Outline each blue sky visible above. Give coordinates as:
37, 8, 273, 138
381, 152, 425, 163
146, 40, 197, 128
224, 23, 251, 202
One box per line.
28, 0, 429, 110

# [TASK]
Reproduce every line of the material above, requests included, with each bounding-box coordinate in the answers multiplied by 2.45 and rounded to the nearest whole number, halves rounded up. Leave the numbers inside the requests unchanged.

# [TASK RESPONSE]
Outline each blue sky visible above. Give coordinates as:
37, 8, 273, 138
381, 152, 425, 163
146, 40, 197, 128
224, 23, 251, 202
One box per line.
69, 0, 1051, 270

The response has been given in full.